• _Required tasks_
A – Rewrite the passage about Terry Pratchett between "In the same" and "has Alzheimer's disease.", inclusive, replacing "sad news" with "grim news".
B – In the passage about Terry Pratchett, what word did he use to describe his diagnosis of Alzheimer's disease?

• _Selected extract_
--*--

KEY POINTS:
Following its ad on TV, a certain car company seems to have legitimised the use of the word "bugger".
Fantasy writer Terry Pratchett gave even more meaning to the word when he described his diagnosis of Alzheimer's disease as an "embuggerance".
You can pick up a lot reading the daily papers and recently there was a narrow column with the heading "How to get a jail birdie" which began: "A prison sentence may cost you your liberty, but your golf needn't suffer."
It went on to tell us that two prisons have made grassed areas available to inmates who are keen on maintaining their golfing handicaps.
In the same paper was another heading: "No fantasy hero in Alzheimer's world".
Here we are given the sad news that writer Terry Pratchett has Alzheimer's disease.
For those of you who don't know the finer details of this devastating disorder, it is one of the conditions that comes under the heading of dementia. It results in loss of the ability to think, reason and remember, affects language and communication, and diminishes the ability to manage one's own activities of daily living.

--*--

• _Exercise data_
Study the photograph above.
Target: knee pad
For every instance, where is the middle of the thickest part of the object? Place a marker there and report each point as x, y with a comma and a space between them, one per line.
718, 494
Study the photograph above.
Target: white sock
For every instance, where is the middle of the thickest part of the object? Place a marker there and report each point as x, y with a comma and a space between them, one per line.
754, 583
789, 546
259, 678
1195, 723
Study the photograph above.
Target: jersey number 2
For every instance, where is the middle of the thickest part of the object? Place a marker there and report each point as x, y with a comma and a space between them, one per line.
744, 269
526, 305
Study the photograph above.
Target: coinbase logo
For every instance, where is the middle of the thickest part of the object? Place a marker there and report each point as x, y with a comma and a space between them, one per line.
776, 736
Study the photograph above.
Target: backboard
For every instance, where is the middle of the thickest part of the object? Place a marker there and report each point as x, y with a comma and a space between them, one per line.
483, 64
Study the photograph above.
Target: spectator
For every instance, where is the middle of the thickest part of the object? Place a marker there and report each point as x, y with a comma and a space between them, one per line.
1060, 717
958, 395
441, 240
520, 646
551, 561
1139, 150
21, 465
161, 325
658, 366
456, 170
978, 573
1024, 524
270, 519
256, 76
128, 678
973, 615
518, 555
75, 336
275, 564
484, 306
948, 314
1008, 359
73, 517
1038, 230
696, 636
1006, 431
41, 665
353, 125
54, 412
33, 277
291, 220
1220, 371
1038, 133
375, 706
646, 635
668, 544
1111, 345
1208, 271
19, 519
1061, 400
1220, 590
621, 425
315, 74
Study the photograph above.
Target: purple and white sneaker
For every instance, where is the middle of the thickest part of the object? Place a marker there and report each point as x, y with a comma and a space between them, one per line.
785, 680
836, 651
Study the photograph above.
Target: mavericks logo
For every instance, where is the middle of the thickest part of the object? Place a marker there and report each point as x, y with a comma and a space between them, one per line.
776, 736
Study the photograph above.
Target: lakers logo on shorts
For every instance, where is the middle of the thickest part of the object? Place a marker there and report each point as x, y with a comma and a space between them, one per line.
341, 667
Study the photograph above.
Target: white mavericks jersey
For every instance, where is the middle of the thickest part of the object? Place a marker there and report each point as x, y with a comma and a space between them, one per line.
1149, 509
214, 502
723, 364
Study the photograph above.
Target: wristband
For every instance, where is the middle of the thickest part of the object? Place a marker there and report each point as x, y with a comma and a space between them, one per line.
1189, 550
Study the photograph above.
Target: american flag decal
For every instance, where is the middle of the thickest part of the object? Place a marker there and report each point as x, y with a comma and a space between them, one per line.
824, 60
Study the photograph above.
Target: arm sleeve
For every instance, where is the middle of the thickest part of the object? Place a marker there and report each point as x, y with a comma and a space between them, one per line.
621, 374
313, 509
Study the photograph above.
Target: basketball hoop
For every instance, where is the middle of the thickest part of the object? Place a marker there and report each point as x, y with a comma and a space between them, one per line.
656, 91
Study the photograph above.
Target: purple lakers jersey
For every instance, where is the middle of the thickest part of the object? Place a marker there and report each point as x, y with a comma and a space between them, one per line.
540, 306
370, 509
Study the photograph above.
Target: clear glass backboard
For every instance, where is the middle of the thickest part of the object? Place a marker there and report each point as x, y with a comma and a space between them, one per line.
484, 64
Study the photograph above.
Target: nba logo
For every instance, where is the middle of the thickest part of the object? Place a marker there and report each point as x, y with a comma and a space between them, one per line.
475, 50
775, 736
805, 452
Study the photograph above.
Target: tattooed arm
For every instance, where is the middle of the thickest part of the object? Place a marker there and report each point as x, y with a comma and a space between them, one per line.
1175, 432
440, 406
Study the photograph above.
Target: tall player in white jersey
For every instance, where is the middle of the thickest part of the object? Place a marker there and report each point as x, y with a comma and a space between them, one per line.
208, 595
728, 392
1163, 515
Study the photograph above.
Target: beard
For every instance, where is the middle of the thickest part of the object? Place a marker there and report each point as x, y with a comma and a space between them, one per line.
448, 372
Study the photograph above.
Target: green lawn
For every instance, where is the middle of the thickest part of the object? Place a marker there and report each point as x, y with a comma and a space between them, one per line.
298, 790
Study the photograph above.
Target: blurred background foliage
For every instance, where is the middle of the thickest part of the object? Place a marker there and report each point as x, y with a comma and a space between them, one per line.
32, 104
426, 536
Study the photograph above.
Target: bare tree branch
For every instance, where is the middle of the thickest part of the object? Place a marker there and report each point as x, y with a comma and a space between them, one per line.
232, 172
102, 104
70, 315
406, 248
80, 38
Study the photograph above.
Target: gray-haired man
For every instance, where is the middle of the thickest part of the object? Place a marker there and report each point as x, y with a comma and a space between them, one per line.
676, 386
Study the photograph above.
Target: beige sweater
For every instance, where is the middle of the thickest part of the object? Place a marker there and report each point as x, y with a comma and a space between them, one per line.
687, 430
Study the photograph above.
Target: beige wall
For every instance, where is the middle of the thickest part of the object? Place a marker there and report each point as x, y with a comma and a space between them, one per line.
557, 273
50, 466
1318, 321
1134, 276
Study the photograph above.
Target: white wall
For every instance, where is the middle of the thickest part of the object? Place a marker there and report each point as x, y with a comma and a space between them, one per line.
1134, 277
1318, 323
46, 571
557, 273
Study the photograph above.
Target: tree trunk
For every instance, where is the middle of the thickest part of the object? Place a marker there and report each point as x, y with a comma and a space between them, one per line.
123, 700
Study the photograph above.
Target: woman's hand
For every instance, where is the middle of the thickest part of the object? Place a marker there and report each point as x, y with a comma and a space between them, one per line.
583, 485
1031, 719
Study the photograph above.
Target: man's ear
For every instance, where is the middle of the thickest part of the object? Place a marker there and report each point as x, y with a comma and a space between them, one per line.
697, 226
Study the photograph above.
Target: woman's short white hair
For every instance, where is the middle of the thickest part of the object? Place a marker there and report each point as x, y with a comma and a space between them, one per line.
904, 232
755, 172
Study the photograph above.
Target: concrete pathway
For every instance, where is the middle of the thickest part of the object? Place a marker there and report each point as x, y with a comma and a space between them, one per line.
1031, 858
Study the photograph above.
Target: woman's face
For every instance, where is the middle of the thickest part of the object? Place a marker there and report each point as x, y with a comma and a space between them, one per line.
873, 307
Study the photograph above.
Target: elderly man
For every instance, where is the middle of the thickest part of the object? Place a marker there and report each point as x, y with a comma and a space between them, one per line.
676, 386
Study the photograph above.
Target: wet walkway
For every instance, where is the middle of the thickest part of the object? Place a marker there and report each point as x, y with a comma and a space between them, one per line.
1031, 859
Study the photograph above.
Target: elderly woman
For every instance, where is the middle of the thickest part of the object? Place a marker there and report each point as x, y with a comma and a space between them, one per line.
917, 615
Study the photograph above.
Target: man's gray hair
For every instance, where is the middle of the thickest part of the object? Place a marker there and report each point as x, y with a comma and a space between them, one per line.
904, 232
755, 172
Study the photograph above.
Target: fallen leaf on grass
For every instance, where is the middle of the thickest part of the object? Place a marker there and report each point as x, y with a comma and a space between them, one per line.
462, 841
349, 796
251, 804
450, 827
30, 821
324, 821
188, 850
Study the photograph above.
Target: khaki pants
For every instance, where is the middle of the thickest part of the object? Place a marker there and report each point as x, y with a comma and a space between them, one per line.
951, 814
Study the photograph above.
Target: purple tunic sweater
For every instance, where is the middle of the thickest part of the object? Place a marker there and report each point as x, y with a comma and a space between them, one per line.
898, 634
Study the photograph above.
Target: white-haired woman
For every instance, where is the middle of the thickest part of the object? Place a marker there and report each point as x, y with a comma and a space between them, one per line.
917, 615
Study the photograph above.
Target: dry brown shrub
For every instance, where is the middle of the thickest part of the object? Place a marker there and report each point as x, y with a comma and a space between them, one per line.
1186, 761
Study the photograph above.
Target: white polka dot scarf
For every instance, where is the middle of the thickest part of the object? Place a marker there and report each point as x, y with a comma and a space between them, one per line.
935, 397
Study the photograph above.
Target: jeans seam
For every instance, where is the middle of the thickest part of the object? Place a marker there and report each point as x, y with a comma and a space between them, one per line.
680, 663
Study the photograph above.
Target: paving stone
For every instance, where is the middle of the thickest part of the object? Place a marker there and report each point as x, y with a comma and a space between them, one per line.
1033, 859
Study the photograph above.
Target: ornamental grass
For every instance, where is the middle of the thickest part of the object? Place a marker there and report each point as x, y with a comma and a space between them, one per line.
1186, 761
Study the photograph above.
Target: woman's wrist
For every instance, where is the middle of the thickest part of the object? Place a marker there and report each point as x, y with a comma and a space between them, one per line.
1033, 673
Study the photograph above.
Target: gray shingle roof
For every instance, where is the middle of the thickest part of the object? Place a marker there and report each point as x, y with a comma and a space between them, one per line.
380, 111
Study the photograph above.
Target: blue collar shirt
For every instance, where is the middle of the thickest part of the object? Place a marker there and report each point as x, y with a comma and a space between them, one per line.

--*--

• _Answers by task_
A –
In the same paper was another heading: "No fantasy hero in Alzheimer's world".
Here we are given the grim news that writer Terry Pratchett has Alzheimer's disease.

B – He called it an "embuggerance".